◆ TASK LIST ◆
- a) Do these statements agree with the excerpt on custom daemon protocols: (i) MPD offers authentication with a plain-text password, (ii) MPD provides confidentiality for networked access, (iii) the MPD protocol has no support for proxying? Answer each with yes or no and quote the deciding words of the excerpt.
- b) Carry on the excerpt on custom daemon protocols from the point where it stops.

◆ EXCERPT TO READ ◆
If you design a binary protocol or anything more complex than simple request/response message types, using your protocol directly is going to be a pain in certain languages, and people will definitely want a library specific to your daemon for their favourite programming language. Something you’ll want to avoid, I suppose.

Networked? Sure enough.

Just a switch between UNIX sockets and TCP sockets. Whether a simple solution like that is a good idea, however, depends on the next point…

Secure? Ugh.

Security is hard to get right, so having an existing infrastructure that takes care of most security sensitive features will help a lot. Implementing your own protocol means that you also have to implement your own security, to some extent at least.

Writing code to parse and validate custom messages is error-prone, and a bug in this code could make both the daemon and the client vulnerable to crashes and buffer overflows. A statically-typed abstraction that handles parsing and validation would help a lot.

For networked communication, you’ll need some form of confidentiality. MPD does not seem to support this, so any networked access to an MPD server is vulnerable to passive observers and MITM attacks. This may be fine for a local network (presumably what it is intended to be used for), but certainly doesn’t work for exposing your MPD control interface to the wider internet. Existing protocols such as TLS or SSH can be used to create a secure channel, but these libraries tend to be large and hard to use securely. This is especially true for TLS, but at least there’s stunnel to simplify the implementation - at the cost of less convenient deployment.

In terms of authentication, you again need to implement this yourself. MPD supports authentication using a plain-text password. This is fine for a trusted network, but on an untrusted network you certainly want confidentiality to prevent a random observer from reading your password.

Fast? Sure.

Existing protocols may have put more effort into profiling and implementing various optimizations than one would typically do with a custom and quickly-hacked-together protocol, but still, it probably takes effort to design a protocol that isn’t fast enough.

Proxy support? Depends…

Really depends on how elaborate you want to be. It can be very simple if all you want is to route some messages, it can get very complex if you want to ensure that these messages follow some format or if you want to reserve certain interfaces or namespaces to certain clients. What surprised me about the MPD protocol is that it actually has some support for proxying. But considering the ad-hoc nature of the MPD protocol, the primitiveness and simplicity of this proxy support wasn’t too surprising. Gets the job done, I suppose.

◆ GIVEN MATERIAL ◆
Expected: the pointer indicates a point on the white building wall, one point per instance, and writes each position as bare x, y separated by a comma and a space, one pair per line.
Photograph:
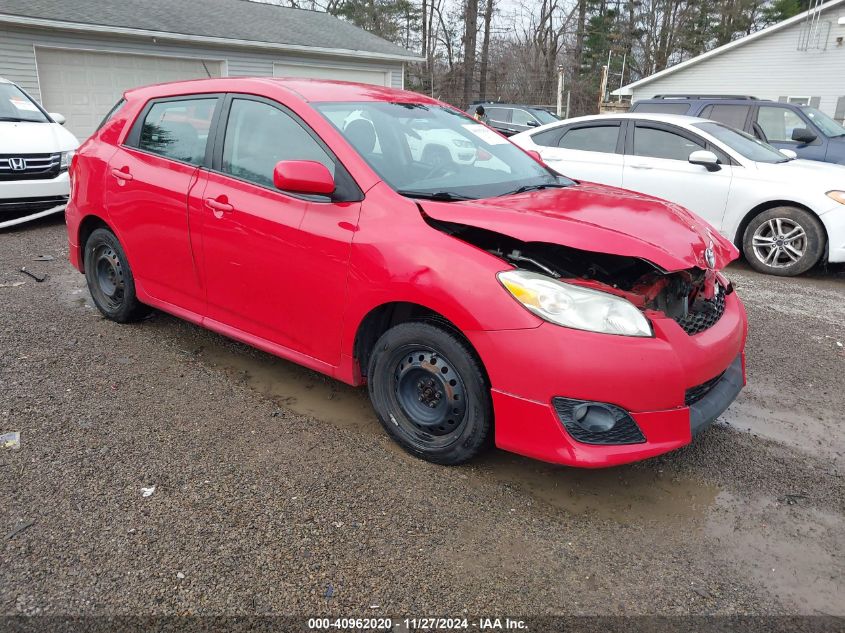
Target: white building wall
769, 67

◆ EXPECTED ANSWERS ◆
- a)
(i) Yes: "MPD supports authentication using a plain-text password."
(ii) No: "MPD does not seem to support this, so any networked access to an MPD server is vulnerable to passive observers and MITM attacks."
(iii) No: "What surprised me about the MPD protocol is that it actually has some support for proxying."

- b)
Overall, and as a rather obvious conclusion, a custom protocol really is what you make of it. In general, though, it’s a lot of work, not always easy to use, and a challenge to get the security part right.

D-Bus

D-Bus is being used in Transmission and is what I used for Globster.

On a quick glance, D-Bus looks perfect. It is high-level, has the messaging patterns I described, the protocol specification does not seem overly complex (though certainly could be simplified), it has implementations for a number of programming languages, has support for networking, proxying is part of normal operation, and it seems fast enough for most purposes. When you actually give it a closer look, however, reality isn’t as rose-colored.

D-Bus is designed for two very specific use-cases. One is to allow local applications to securely interact with system-level daemons such as HAL (now long dead) and systemd, and the other use-case is to allow communication between different applications inside one login session. As such, on a typical Linux system there are two D-Bus daemons where applications can export interfaces and where messages can be routed through. These are called the system bus and the session bus.

Easy? Almost.

The basic ideas behind D-Bus seem easy enough to use. The fact that is has type-safe messages, interface descriptions and introspection really help in making D-Bus a convenient IPC mechanism.

The main reasons why I think D-Bus isn’t all that easy to use in practice is due to the lack of good introductionary documentation and the crappy state of the various D-Bus implementations. There is a fairly good article providing a high-level overview to D-Bus, but there isn’t a lot of material that covers how to actually use D-Bus to interact with applications or to implement a service.

On the implementations, I have had rather bad experiences with the actual libraries. I’ve personally used the official libdbus-1, which markets itself a “low-level” library designed to facilitate writing bindings for other languages. In practice, the functionality that it offers appears to be too high-level for writing bindings (GDBus doesn’t use it for this reason), and it is indeed missing a lot of functionality to make it convenient to use directly. I’ve also played around with Perl’s Net::DBus and was highly disappointed. Not only is the documentation rather incomplete, the actual implementation has more bugs than features. And instead of building on top of one of the many good event loops for Perl (such as AnyEvent), it chooses to implement its own event loop. The existence of several different libraries for Python doesn’t incite much confidence, either.

I was also disappointed in terms of the available tooling to help in the development, testing and debugging of services. The gdbus(1) tool is useful for monitoring messages and scripting some things, but is not all that convenient because D-Bus has too many namespaces and the terrible Java-like naming conventions make typing everything out a rather painful experience. D-Feet offers a great way to explore services, but lacks functionality for quick debugging sessions. I made an attempt to write a convenient command-line shell, but lost interest halfway. :-(

D-Bus has the potential to be an easy and convenient IPC mechanism, but the lack of any centralized organization to offer good implementations, documentation and tooling makes using D-Bus a pain to use.

Simple? Not quite.

D-Bus is conceptually easy and the message protocol is alright, too. Some aspects of D-Bus, however, are rather more complex than they need to be.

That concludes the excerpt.